Data items:
▬▬▬▬▬▬▬▬▬▬

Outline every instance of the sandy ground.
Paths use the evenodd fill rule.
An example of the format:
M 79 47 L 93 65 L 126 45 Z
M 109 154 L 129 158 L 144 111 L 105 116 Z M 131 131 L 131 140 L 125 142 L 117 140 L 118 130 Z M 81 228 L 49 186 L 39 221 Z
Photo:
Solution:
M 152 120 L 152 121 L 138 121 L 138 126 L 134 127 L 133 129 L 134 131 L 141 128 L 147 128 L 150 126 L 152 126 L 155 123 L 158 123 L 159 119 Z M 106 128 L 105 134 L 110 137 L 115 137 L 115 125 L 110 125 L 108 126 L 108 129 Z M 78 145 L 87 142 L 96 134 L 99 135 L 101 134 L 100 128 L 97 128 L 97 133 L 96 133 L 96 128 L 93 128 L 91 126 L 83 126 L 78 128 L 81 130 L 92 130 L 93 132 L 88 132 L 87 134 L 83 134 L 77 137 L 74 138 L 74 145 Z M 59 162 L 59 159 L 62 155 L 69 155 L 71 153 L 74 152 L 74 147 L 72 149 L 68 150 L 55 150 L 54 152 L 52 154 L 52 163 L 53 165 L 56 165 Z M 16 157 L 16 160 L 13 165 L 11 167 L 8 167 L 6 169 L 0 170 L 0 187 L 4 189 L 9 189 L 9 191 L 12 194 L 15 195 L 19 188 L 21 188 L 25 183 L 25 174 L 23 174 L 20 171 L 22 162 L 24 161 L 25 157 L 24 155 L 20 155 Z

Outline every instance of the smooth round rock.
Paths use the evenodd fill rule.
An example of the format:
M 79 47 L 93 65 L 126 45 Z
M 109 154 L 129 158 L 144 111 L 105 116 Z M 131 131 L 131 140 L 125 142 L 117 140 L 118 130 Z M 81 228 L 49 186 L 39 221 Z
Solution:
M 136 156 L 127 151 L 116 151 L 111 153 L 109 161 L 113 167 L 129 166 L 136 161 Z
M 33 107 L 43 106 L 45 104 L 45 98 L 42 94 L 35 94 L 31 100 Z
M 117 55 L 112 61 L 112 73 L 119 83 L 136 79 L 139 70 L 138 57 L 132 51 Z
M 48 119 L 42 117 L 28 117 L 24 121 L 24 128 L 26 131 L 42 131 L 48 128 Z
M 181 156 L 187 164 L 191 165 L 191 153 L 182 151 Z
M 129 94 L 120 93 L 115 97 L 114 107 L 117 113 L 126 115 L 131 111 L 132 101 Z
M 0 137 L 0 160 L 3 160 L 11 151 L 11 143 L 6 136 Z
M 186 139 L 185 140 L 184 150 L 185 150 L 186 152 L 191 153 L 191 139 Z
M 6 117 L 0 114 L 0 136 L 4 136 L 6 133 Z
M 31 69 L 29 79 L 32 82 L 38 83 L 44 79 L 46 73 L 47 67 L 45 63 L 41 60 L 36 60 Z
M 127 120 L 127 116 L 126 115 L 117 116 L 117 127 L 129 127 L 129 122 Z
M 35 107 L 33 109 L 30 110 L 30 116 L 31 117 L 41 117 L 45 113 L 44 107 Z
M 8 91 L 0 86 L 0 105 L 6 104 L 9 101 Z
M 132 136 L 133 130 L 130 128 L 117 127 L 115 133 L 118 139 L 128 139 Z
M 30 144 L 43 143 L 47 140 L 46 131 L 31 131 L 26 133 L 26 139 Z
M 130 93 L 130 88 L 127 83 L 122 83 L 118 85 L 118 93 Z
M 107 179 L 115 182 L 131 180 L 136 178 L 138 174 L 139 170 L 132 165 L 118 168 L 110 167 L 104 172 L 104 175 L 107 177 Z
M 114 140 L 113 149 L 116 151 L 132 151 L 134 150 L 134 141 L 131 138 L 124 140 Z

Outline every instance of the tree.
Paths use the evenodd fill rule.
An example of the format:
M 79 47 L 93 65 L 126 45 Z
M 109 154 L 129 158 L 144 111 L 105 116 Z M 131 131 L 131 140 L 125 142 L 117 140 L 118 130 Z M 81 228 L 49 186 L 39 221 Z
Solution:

▬▬▬▬▬▬▬▬▬▬

### Exercise goal
Repeat all of the items above line for line, without changing anything.

### Answer for the task
Outline every instance of the sandy ground.
Paths use the evenodd fill rule.
An example of the format:
M 79 47 L 93 65 L 126 45 Z
M 109 154 L 129 158 L 144 111 L 105 116 Z M 131 131 L 131 140 L 125 142 L 117 140 L 118 130 Z M 81 228 L 49 186 L 39 221 Z
Photo:
Solution:
M 152 120 L 152 121 L 138 121 L 138 126 L 134 127 L 133 129 L 134 131 L 141 128 L 147 128 L 150 126 L 152 126 L 155 123 L 158 123 L 159 119 Z M 106 128 L 105 134 L 110 137 L 115 137 L 115 125 L 110 125 L 108 126 L 108 129 Z M 78 145 L 87 142 L 96 134 L 99 135 L 101 134 L 100 128 L 97 128 L 97 133 L 96 133 L 96 128 L 93 128 L 91 126 L 83 126 L 78 128 L 81 130 L 92 130 L 93 132 L 88 132 L 87 134 L 83 134 L 77 137 L 74 138 L 74 145 Z M 59 162 L 59 159 L 62 155 L 69 155 L 71 153 L 74 152 L 74 147 L 72 149 L 68 150 L 55 150 L 54 152 L 52 154 L 52 163 L 53 165 L 56 165 Z M 16 157 L 16 160 L 13 165 L 11 167 L 8 167 L 6 169 L 0 170 L 0 187 L 4 189 L 9 189 L 9 191 L 12 194 L 15 195 L 19 188 L 21 188 L 25 183 L 25 174 L 23 174 L 20 171 L 22 162 L 24 161 L 25 157 L 24 155 L 20 155 Z

Outline every instance of the smooth round rock.
Paths use the evenodd fill rule.
An example of the format:
M 79 47 L 93 65 L 126 45 Z
M 109 154 L 129 158 L 144 111 L 105 116 Z M 131 131 L 131 140 L 125 142 L 117 140 L 118 130 Z M 81 228 L 49 186 L 39 221 Z
Solution:
M 136 156 L 127 151 L 116 151 L 111 153 L 109 161 L 113 167 L 129 166 L 136 161 Z
M 33 107 L 43 106 L 45 104 L 45 98 L 42 94 L 35 94 L 31 100 Z
M 117 55 L 112 61 L 112 73 L 119 83 L 136 79 L 139 70 L 138 57 L 132 51 Z
M 48 119 L 42 117 L 28 117 L 24 121 L 24 128 L 26 131 L 42 131 L 48 128 Z
M 181 156 L 187 164 L 191 165 L 191 153 L 182 151 Z
M 129 94 L 120 93 L 115 97 L 114 107 L 117 113 L 126 115 L 131 111 L 132 101 Z
M 0 137 L 0 160 L 3 160 L 11 151 L 11 143 L 6 136 Z
M 186 139 L 185 140 L 184 150 L 185 150 L 186 152 L 191 153 L 191 139 Z
M 6 117 L 0 114 L 0 136 L 4 136 L 6 133 Z
M 31 69 L 29 79 L 32 82 L 38 83 L 44 79 L 46 73 L 47 67 L 45 63 L 41 60 L 36 60 Z
M 127 120 L 127 116 L 126 115 L 117 116 L 117 127 L 129 127 L 129 122 Z
M 35 107 L 33 109 L 30 110 L 30 116 L 31 117 L 41 117 L 45 113 L 44 107 Z
M 8 91 L 0 86 L 0 105 L 6 104 L 9 101 Z
M 132 136 L 133 130 L 130 128 L 117 127 L 115 133 L 118 139 L 128 139 Z
M 30 144 L 43 143 L 47 140 L 46 131 L 31 131 L 26 133 L 26 139 Z
M 130 93 L 130 88 L 127 83 L 122 83 L 118 85 L 118 93 Z
M 107 179 L 115 182 L 131 180 L 136 178 L 138 174 L 139 170 L 132 165 L 118 168 L 110 167 L 104 172 L 104 175 L 107 177 Z
M 114 140 L 113 149 L 116 151 L 132 151 L 134 150 L 134 141 L 131 138 L 124 140 Z

Outline every instance of the tree.
Paths use the evenodd fill rule.
An example of the format:
M 79 47 L 93 65 L 126 45 Z
M 109 154 L 129 158 L 144 111 L 105 116 Z M 131 131 L 131 140 L 125 142 L 117 140 L 118 130 Z M 81 228 L 49 186 L 39 221 Z
Solution:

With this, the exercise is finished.